**AIM OF THE TASK**
Nothing but a number is wanted here: the tally of lines in the material below that include "pair".

** DATA IN THIS EXERCISE follows **

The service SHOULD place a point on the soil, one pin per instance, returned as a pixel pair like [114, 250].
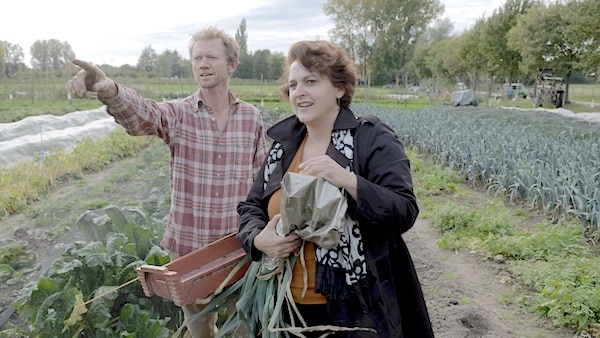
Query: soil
[467, 295]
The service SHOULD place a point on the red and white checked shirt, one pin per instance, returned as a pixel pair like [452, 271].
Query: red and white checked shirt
[211, 171]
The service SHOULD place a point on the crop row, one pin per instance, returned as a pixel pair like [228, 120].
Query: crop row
[546, 160]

** End of DATA IN THIS EXERCISE **

**THE COMPLETED TASK**
3